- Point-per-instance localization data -

++++++

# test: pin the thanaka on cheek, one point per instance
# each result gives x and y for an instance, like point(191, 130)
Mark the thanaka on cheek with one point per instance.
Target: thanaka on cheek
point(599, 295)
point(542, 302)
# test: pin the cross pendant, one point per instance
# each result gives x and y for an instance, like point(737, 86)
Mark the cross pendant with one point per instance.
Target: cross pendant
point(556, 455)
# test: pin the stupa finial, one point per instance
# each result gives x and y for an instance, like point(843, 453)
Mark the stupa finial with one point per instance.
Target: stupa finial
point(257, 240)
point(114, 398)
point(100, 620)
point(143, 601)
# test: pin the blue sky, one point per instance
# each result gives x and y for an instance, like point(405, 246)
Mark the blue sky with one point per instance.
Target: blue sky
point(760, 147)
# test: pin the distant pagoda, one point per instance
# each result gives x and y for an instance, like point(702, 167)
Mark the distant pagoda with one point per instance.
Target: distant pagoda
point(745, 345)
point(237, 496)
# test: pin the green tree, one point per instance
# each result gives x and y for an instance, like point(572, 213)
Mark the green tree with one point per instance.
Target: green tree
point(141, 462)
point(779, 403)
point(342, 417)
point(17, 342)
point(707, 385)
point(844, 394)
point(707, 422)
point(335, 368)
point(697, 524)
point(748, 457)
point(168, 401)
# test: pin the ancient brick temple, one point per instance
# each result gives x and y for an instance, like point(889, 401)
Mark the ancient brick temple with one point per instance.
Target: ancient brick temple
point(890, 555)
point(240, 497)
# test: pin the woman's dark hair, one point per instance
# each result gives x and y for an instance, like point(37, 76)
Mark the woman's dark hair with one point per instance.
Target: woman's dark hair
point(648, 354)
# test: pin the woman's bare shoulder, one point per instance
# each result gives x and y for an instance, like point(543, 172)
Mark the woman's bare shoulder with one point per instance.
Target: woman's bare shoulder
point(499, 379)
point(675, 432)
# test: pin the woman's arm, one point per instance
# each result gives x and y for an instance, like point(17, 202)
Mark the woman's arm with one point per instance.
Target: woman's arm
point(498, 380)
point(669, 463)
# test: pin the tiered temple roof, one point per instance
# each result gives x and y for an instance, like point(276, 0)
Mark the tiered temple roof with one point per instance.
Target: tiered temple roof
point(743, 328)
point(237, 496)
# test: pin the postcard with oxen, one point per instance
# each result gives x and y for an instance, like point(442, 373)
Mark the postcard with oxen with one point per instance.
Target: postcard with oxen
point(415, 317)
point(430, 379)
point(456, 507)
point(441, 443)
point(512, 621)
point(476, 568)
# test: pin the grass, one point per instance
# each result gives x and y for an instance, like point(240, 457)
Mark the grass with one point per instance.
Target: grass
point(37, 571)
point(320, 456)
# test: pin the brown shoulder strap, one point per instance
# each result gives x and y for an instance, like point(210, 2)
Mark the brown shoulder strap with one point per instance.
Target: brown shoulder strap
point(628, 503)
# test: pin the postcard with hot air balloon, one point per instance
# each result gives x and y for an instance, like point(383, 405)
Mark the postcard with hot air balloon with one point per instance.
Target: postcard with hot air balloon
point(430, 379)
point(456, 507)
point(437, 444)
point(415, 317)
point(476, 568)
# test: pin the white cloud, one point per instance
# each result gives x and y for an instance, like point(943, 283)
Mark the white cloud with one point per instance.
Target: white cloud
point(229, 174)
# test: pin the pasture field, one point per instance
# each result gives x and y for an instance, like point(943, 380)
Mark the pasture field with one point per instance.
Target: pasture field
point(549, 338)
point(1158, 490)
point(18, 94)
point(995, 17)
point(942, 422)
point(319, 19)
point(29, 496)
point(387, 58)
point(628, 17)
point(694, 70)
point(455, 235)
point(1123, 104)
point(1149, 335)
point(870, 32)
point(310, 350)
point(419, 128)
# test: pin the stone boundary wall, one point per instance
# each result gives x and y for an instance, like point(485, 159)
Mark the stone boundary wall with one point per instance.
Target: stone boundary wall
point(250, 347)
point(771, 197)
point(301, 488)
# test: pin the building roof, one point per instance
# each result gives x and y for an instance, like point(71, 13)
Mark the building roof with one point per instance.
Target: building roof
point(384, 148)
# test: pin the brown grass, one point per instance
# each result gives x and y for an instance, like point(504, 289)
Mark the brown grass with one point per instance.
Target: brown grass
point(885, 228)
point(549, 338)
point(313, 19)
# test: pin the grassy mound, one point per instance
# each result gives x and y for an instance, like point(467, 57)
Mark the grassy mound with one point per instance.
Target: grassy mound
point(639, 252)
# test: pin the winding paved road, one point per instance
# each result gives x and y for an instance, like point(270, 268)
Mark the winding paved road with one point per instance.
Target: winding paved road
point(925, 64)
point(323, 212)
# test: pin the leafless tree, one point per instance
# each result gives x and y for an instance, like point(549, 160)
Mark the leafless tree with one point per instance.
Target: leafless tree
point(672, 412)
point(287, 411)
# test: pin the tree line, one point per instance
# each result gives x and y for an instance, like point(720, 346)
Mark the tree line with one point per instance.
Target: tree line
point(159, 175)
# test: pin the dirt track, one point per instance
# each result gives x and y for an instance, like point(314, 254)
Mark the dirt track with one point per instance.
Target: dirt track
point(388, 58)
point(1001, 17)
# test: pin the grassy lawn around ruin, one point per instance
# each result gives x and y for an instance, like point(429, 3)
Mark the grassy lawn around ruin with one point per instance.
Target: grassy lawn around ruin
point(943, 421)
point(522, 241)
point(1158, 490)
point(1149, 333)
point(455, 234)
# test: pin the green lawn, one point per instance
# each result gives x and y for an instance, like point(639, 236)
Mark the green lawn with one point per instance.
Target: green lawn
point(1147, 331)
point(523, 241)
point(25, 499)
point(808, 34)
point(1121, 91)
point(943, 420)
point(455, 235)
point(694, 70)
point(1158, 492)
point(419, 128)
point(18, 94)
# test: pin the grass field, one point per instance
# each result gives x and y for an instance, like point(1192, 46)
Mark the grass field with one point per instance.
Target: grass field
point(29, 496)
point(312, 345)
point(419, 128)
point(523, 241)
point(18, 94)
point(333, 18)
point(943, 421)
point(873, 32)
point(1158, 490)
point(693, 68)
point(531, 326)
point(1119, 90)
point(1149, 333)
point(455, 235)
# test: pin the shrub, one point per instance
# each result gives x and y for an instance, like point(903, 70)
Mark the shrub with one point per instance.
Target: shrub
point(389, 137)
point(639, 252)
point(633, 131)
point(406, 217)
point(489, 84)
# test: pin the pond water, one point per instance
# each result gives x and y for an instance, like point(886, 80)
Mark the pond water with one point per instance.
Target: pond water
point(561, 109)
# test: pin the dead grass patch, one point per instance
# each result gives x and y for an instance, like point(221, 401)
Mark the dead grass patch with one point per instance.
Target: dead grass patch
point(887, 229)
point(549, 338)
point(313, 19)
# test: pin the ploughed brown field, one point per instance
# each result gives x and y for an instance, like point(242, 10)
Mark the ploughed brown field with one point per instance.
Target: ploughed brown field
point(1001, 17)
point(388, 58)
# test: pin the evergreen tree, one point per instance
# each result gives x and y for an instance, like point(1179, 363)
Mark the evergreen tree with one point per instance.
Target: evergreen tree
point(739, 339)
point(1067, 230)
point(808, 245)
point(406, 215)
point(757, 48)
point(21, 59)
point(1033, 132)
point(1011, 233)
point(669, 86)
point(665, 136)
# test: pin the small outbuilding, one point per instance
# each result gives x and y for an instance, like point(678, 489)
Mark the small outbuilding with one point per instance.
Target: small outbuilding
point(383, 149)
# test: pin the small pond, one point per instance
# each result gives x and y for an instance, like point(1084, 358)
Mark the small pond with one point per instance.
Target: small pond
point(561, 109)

++++++

- Goal of the exercise -
Exactly reproduce the entries in their entirety.

- Answer box -
# test: pin the thanaka on cheek, one point per instance
# each result gives x and y for an instance, like point(191, 130)
Mark the thanaka on cheek with one point per instance.
Target: thanaka on cheek
point(599, 295)
point(542, 302)
# test: pin the cross pendant, one point per instance
# each result gives x and y for an instance, like point(737, 86)
Mark the cross pendant with one point per instance.
Target: cross pendant
point(556, 455)
# test: pin the stupa finial, one point per instance
# each result gives x and y for an instance, like point(843, 453)
Mark the stupa finial with one point per instance.
Target: stupa finial
point(257, 240)
point(114, 398)
point(100, 620)
point(143, 601)
# test: pin the blue sky, one point per instance
# each result gives x and y for an instance, like point(405, 246)
Mark the blue sky with one point per instance.
Target: blue sky
point(760, 147)
# test: pin the distant pagoda, one point per instance
# each result gives x and y for an instance, like point(702, 167)
Mark the distant pagoda with one point per instance.
Target: distant pagoda
point(745, 345)
point(237, 496)
# test: pin the green tree, one point per instance
# each result gives x and y for an instance, like point(572, 213)
Mark the green tree with one point per instance.
Target: green tree
point(141, 462)
point(779, 403)
point(342, 417)
point(17, 342)
point(707, 385)
point(844, 394)
point(707, 422)
point(335, 368)
point(697, 524)
point(748, 457)
point(168, 401)
# test: pin the ancient brick temple, one point per instance
# each result gives x and y for an instance, like point(889, 401)
Mark the ancient brick temple with one point per instance.
Target: ancient brick temple
point(890, 555)
point(240, 497)
# test: pin the woman's dark hair, one point per instance
# each result gives x and y for an instance, like point(37, 76)
Mark the woman's dark hair with one point per instance.
Target: woman's dark hair
point(648, 354)
# test: pin the woman's bare shoulder, one point per instance
# each result gives x and y for an instance, like point(543, 172)
Mark the woman's bare shoulder with one point per instance.
Target: woman's bare shoulder
point(499, 379)
point(675, 432)
# test: pin the woman's arm, one point per instance
# each result gives x and y for an instance, like point(17, 202)
Mark the woman's arm with one point per instance.
Target: woman's arm
point(498, 380)
point(669, 463)
# test: pin the tiered temple roof, one point per instance
# each result gives x and y for an instance, like point(276, 0)
Mark the tiered temple roof with one point per instance.
Target: tiered temple roof
point(743, 328)
point(237, 496)
# test: pin the postcard with oxen, one point per instance
# each result gives x and y for an instance, like point(442, 373)
Mark the postcard with oxen with one point per instance.
Target: postcard with oxen
point(415, 317)
point(430, 379)
point(456, 507)
point(441, 443)
point(512, 621)
point(476, 568)
# test: pin the grass, one point per instance
# each result gives x and y for an instance, like point(240, 457)
Mark the grass with one point per instance.
Target: grass
point(37, 571)
point(320, 456)
# test: pin the brown shoulder strap, one point per instance
# each result gives x and y for an instance, like point(210, 2)
Mark the brown shoulder strap with one point per instance.
Target: brown shoulder strap
point(628, 503)
# test: pin the postcard with hot air balloon, one point per instance
# each result gives x and y for an instance, like point(383, 405)
Mark the postcard with hot air balloon with one point per instance.
Target: postcard with hot air balloon
point(430, 379)
point(456, 507)
point(437, 444)
point(415, 317)
point(476, 568)
# test: pin the white cloud, one point per instance
# each result gives x and y for an instance, like point(943, 283)
Mark the white cloud with one point per instance.
Target: white cloud
point(229, 174)
# test: pin the pasture field, one point per instance
# each result gives x and y for an instance, like point(943, 380)
Mark the pasture field with one point per instance.
Target: pasture field
point(549, 338)
point(1158, 490)
point(18, 94)
point(995, 17)
point(942, 422)
point(319, 19)
point(29, 496)
point(387, 58)
point(628, 17)
point(694, 70)
point(455, 235)
point(1123, 104)
point(1149, 335)
point(870, 32)
point(310, 350)
point(419, 128)
# test: pin the stone boundary wall, one point per instance
# each result gives x and y for an instance, like point(485, 159)
Mark the stone boundary wall with one point per instance.
Target: stone boundary wall
point(250, 347)
point(771, 197)
point(301, 488)
# test: pin the building roof, one point per instance
# each result gives x and y for an instance, like point(71, 13)
Mark the building roof with one point per instance.
Target: building roof
point(384, 148)
# test: pin the brown grass, one point per instance
# each result gives x and y for an instance, like point(504, 289)
Mark the brown grass with one point per instance.
Target: brown grass
point(885, 228)
point(549, 338)
point(313, 19)
# test: pin the grassy mound, one point per instance
# each result gives x and y for an instance, like point(467, 57)
Mark the grassy mound with one point per instance.
Target: grassy mound
point(639, 252)
# test: pin the winding paved road, one point per instance
# each result gives x and y for an instance, like point(270, 268)
Mark the winding paved road with one point per instance.
Target: winding paved road
point(925, 64)
point(323, 212)
# test: pin the leafless tree, one point per instance
# each result gives x and y for an instance, like point(549, 160)
Mark the leafless tree with one point per instance.
Target: leafless tree
point(672, 412)
point(287, 411)
# test: pin the tree line, one point per instance
# each result gives x and y for an instance, like point(720, 346)
Mark the tree line with one point per instance.
Target: tree line
point(159, 175)
# test: pin the dirt track, one point per instance
# each result gives x and y for an instance, like point(314, 254)
Mark the dirt track with one point per instance.
Target: dirt track
point(388, 58)
point(1001, 17)
# test: pin the grassy lawn around ruin, one point per instance
# each result gives x and y for an instance, like point(429, 3)
Mark the grassy lawn around ruin with one point per instance.
Target: grassy lawn around ruin
point(943, 421)
point(522, 241)
point(1158, 490)
point(1149, 333)
point(455, 234)
# test: pin the green lawn, one point per instance
# each result gives x and y for an instance, like point(639, 236)
Mark the green lawn with one point per instance.
Target: green lawn
point(1147, 331)
point(523, 241)
point(25, 499)
point(808, 34)
point(1121, 91)
point(943, 420)
point(455, 235)
point(694, 70)
point(1158, 492)
point(419, 128)
point(18, 94)
# test: pin the grass field, one point per instance
# each result gives x and y for an instance, like point(1192, 46)
Mark the grass field with one point per instance.
Target: grass field
point(29, 496)
point(312, 345)
point(419, 128)
point(523, 241)
point(18, 94)
point(333, 18)
point(943, 421)
point(873, 32)
point(1158, 490)
point(693, 68)
point(531, 326)
point(1119, 90)
point(1149, 333)
point(455, 235)
# test: pin the shrub, one point per instance
# each result gives x and y for an instance, like point(903, 70)
Mark the shrub with one point per instance.
Target: shrub
point(389, 137)
point(639, 252)
point(633, 131)
point(406, 217)
point(489, 84)
# test: pin the pond water, one point per instance
# each result gives x and y for an instance, like point(886, 80)
Mark the pond water with one point per instance.
Target: pond water
point(561, 109)
# test: pin the dead grass patch, one point per instance
# each result gives x and y for an instance, like point(221, 401)
Mark the dead grass patch with one point per instance.
Target: dead grass patch
point(887, 229)
point(549, 338)
point(313, 19)
# test: pin the ploughed brown field, one point per instance
# each result gives x and y for an instance, like point(242, 10)
Mark the ploughed brown field with one point per instance.
Target: ploughed brown field
point(1001, 17)
point(388, 58)
# test: pin the evergreen tree, one point per instance
# each result gives x and y for an instance, like point(1179, 363)
Mark the evergreen tree with one point per instance.
Target: evergreen tree
point(739, 339)
point(1067, 230)
point(808, 245)
point(406, 215)
point(757, 48)
point(21, 59)
point(1033, 132)
point(1011, 233)
point(669, 86)
point(665, 136)
# test: pin the small outbuilding, one point per instance
# each result gives x and y for an instance, like point(678, 489)
Mark the small outbuilding with one point per instance.
Target: small outbuilding
point(383, 149)
# test: pin the small pond, one point per instance
# each result gives x and y for an instance, like point(1084, 358)
Mark the small pond with one point per instance.
Target: small pond
point(561, 109)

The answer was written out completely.